━━ DOCUMENT PASSAGE

Look on at Ezekiel 11:17. Who is in charge? The Lord. We understand that when we speak of the one true God, his name is, in English, the Lord. But Ezekiel and some authors often refers to him as the Sovereign Lord. This is significant. What does the word sovereign mean? We often think of royalty as being sovereign. But our God is no human king. He is the King of kings. Look at the word sovereign and look at how it is spelled. The one who is truly sovereign reigns over everyone else. God sovereignly reigns over us, even when we are seemingly far from him. Do you feel that you are in the far off nations? Do you perceive that God is distant from you? Does God say to you, walk back to me. Does he say pull yourself up by your bootstraps and commit yourself to me? No. The Sovereign Lord says, I will bring them back.
Why does Andrew say “it is so hard to obey”? Because it is. We have a divided heart. We say we want to obey God, but we often do otherwise. Read on at verse 18.
God will do that heart surgery that each of us needs. God will graciously take us back for himself. Everyone of us is born with a heart that is naturally unresponsive to God. In Ephesians, Paul wrote that we are ‘by nature objects of wrath.’ What God does is change who we are from the inside. On our own we cannot even believe in him. He inclines our hearts to him. A heart of stone is a cold dead heart, but a heart of flesh is alive and can pump blood. If God changes us, we can live. But then, what of our sins? Does God just simply forget about them? Earlier we read together that the Lord removes our sins as far as the east is from the west. But on what basis? For the exiles, it couldn’t be on the basis of their temple sacrifices right? They couldn’t offer sacrifices because they lived in Babylon. The OT sacrifices were effective as far as they could be, but really they were a symbol that pointed to something more real and permanent. They pointed to the final sacrifice that God himself would sovereignly provide – Jesus Christ. His death on the cross was what God’s people really need for forgiveness. We deserve to be punished for our sins, but Jesus was our substitute. He took our place. On that basis we are made right with God.

━━━━
━━ PROVIDED DATA

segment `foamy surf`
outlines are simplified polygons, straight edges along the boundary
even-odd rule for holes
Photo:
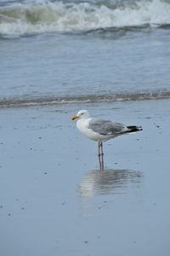
[[[0,9],[0,34],[86,32],[170,24],[170,3],[160,0],[95,3],[26,2]]]
[[[156,92],[156,93],[136,93],[136,94],[114,94],[103,96],[70,96],[70,97],[42,97],[37,99],[20,99],[0,101],[0,108],[19,108],[31,107],[54,104],[83,104],[94,102],[114,102],[126,101],[149,101],[149,100],[163,100],[169,99],[170,92]]]

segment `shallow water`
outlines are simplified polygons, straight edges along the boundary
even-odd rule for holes
[[[105,143],[102,172],[70,119],[80,104],[1,109],[2,254],[168,255],[169,105],[83,106],[144,128]]]
[[[168,1],[3,1],[0,105],[169,97],[169,14]]]

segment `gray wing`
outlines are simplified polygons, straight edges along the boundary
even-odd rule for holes
[[[114,135],[127,131],[127,126],[121,123],[112,123],[111,121],[99,119],[92,119],[88,128],[101,135]]]

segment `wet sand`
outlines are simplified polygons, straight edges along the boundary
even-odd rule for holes
[[[144,131],[97,143],[71,117]],[[160,256],[170,245],[170,101],[0,109],[3,256]]]

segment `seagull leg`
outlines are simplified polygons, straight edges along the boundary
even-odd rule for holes
[[[102,171],[104,171],[104,152],[103,152],[103,143],[100,143],[101,147],[101,167]]]
[[[100,159],[101,154],[100,154],[100,143],[99,142],[98,147],[99,147],[98,157],[99,157],[99,170],[101,171],[102,166],[101,166],[101,159]]]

━━━━

Continue the sermon passage on Ezekiel and the Sovereign Lord from its last sentence.

> _RESULT FOR THIS EXERCISE_:
Do you have a heart of stone and need a heart of flesh? Or do you trust in the things God has made as opposed to God himself? The solution is the same for both. The Sovereign Lord needs to give us grace to return to him. Trust in God.

Calvin prayer.
Almighty God. Since we have utterly perished in our father Adam, and there remains in us no single part which is not corrupt, as long as we bear in the soul as in the body grounds for wrath, and condemnation, and death, grant that, being reborn in the Spirit, we may more and more withdraw ourselves from our own will and our own spirit, and so submit ourselves to you, that your Spirit may truly reign within us: And afterwards, grant that we may not be ungrateful, but considering how inestimable is this benefit, may we dedicate our whole life and apply ourselves to glorify your name, in Jesus Christ our Lord. — Amen.